* _DATA FOR THIS EXERCISE_
▬▬▬

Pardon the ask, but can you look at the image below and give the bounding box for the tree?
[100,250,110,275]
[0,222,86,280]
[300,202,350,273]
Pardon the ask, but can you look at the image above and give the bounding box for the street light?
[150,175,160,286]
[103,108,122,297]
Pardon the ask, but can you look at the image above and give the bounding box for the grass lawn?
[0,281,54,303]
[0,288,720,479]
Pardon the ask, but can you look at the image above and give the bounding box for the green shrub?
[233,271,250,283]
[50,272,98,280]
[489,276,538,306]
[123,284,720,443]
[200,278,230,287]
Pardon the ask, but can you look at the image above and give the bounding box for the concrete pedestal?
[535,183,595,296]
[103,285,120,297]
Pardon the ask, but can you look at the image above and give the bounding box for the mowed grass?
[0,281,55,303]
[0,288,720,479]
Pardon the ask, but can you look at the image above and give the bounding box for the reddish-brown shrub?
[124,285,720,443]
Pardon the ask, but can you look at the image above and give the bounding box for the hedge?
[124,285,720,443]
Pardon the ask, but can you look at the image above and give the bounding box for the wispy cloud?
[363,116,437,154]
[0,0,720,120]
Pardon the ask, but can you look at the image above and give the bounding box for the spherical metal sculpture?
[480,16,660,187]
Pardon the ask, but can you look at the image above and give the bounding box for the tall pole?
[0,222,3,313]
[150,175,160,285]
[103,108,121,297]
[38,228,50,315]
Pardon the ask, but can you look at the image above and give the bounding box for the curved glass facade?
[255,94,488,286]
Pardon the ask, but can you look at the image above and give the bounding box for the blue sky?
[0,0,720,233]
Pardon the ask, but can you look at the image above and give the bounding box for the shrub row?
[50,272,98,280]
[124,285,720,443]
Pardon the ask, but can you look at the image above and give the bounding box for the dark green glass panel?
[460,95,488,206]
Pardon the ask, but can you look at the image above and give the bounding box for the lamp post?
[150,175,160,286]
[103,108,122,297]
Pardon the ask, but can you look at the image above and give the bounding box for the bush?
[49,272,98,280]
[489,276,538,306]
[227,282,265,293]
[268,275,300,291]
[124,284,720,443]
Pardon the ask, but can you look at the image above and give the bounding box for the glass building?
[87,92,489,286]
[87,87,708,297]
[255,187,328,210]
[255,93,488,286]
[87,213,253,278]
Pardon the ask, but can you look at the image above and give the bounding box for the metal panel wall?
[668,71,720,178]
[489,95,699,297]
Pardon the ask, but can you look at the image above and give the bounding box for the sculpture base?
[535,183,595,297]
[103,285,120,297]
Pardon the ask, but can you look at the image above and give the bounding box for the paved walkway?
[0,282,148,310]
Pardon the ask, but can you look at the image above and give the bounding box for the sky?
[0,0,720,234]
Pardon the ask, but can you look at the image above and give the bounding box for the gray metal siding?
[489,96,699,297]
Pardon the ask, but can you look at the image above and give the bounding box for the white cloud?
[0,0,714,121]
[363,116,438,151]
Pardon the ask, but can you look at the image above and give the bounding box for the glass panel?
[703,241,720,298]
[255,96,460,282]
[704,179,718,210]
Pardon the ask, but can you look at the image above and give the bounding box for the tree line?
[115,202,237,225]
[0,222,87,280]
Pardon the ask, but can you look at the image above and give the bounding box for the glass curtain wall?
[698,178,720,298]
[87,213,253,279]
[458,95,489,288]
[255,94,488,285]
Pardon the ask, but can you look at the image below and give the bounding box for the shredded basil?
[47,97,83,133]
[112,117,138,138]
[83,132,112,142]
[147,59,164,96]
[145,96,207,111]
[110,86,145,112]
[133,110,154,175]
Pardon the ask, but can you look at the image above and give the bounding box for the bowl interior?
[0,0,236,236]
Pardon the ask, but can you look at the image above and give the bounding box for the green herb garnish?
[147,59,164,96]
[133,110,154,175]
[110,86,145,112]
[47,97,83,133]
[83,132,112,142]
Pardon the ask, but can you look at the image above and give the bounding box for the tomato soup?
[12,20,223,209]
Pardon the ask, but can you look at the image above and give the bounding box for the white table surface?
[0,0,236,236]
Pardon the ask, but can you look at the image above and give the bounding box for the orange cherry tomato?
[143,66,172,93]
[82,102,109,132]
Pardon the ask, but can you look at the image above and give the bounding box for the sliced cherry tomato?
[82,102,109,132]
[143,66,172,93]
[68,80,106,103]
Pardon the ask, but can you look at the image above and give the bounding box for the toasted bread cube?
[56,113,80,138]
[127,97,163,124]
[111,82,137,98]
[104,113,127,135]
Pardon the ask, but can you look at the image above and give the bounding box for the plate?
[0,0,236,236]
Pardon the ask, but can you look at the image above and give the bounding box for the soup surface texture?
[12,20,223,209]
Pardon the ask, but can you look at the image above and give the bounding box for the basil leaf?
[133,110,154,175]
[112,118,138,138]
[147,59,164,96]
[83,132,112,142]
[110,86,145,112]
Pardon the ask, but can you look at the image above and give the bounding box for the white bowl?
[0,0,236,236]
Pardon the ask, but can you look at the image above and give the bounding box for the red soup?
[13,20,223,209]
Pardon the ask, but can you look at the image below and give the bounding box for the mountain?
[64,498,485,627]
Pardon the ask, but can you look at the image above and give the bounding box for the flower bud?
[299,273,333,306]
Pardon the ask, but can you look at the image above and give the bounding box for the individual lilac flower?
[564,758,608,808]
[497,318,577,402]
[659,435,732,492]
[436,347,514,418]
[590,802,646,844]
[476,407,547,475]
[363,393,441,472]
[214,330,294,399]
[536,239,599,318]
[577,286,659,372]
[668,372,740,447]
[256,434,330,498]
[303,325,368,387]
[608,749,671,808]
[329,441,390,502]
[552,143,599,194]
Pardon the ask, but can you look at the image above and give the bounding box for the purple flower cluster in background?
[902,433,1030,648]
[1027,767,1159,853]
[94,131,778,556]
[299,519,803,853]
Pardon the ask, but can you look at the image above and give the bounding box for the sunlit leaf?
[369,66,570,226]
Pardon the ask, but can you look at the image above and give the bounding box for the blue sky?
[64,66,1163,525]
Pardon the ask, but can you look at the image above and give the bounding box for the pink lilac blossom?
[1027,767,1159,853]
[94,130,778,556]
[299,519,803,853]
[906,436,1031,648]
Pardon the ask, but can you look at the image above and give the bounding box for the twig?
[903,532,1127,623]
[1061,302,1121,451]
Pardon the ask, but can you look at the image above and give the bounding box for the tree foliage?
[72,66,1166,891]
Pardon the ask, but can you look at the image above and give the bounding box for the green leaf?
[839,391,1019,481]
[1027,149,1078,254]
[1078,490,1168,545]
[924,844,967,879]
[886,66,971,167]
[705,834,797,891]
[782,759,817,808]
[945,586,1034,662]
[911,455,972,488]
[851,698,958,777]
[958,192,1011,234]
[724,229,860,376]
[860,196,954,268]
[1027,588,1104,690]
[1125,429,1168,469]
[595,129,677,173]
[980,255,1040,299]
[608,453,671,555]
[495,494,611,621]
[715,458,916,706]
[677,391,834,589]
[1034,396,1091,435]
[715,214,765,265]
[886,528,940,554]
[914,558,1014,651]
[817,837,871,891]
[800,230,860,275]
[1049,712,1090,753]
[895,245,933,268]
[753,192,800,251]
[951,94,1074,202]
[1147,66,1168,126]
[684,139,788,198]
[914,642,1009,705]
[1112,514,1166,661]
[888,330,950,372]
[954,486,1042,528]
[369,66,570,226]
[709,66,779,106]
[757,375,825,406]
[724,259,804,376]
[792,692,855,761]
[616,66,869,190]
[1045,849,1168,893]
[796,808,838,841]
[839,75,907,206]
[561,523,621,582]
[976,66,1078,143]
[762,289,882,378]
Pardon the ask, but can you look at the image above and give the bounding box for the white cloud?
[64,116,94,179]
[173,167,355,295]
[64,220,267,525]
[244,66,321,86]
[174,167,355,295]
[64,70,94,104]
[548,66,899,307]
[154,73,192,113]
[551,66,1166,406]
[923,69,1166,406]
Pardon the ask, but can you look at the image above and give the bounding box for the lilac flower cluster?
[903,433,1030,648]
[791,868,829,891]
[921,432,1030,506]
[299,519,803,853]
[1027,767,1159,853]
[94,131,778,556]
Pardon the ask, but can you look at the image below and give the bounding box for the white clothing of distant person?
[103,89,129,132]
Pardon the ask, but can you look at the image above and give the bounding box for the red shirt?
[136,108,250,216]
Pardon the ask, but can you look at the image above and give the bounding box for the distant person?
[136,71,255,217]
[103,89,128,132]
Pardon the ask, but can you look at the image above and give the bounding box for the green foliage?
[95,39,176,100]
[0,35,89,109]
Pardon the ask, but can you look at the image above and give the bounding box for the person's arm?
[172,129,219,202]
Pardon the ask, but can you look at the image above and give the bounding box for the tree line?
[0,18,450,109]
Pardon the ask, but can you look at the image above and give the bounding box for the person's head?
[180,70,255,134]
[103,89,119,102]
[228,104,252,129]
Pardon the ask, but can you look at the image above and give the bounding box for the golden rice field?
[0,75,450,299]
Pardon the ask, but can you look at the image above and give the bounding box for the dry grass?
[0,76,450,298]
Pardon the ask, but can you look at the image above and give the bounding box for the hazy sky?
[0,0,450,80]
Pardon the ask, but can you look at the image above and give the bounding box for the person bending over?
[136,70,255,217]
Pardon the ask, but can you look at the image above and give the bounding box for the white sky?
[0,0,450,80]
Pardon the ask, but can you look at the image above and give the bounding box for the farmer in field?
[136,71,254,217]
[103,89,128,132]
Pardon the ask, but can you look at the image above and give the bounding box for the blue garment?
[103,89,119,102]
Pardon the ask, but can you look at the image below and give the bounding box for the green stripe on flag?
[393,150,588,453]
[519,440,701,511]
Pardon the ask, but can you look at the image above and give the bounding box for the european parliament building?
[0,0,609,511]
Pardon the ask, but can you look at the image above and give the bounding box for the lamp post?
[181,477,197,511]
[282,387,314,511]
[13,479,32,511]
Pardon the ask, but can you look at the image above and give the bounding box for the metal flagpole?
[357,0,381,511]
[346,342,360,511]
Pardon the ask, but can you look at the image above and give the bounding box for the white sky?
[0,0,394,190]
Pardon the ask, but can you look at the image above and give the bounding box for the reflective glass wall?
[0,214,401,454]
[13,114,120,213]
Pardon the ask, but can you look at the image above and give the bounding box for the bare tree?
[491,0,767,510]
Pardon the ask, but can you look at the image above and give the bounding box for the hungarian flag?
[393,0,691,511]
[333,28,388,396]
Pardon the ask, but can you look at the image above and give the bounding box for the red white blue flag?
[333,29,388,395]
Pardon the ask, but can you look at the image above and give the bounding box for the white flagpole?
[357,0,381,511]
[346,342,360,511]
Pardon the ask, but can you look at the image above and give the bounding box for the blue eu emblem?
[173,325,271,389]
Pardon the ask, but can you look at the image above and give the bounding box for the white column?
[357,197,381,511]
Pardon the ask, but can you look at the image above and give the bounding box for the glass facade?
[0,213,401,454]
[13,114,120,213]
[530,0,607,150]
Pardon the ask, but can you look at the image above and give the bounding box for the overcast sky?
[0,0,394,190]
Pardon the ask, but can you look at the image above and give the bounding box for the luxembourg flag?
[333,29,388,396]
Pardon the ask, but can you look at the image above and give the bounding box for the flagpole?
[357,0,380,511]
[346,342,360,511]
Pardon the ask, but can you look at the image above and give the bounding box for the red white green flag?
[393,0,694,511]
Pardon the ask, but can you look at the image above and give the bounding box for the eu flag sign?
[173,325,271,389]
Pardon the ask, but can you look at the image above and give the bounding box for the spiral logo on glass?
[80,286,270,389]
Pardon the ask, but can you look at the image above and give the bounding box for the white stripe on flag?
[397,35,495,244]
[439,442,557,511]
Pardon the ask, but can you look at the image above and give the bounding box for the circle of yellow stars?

▬▬▬

* _WORK TO COMPLETE_
Express everything from the start of the items down to the line containing "[300,202,350,273]" as a two-column CSV with the columns text and answer. Give one row per item, with each field in double quotes and line breaks replaced by spaces.

* _SOLUTION TO THE EXERCISE_
text,answer
"Pardon the ask, but can you look at the image below and give the bounding box for the tree?","[100,250,110,275] [0,222,86,280] [300,202,350,273]"